- [WHAT THE EXERCISE ASKS]:
Count the lines in the material below that contain the word "instance". Reply with the number alone.

- [EXTRACTED ENTRIES]:
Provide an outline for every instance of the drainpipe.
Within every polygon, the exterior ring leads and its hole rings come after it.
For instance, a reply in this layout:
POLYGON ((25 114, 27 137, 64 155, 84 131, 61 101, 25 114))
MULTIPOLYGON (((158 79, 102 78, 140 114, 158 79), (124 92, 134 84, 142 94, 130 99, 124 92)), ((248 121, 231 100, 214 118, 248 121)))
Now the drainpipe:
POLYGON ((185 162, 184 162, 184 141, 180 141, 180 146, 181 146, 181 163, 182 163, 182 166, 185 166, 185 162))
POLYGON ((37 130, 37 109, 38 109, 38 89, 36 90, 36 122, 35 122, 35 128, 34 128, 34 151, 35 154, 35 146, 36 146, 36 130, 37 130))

- [ANSWER TO THIS TASK]:
2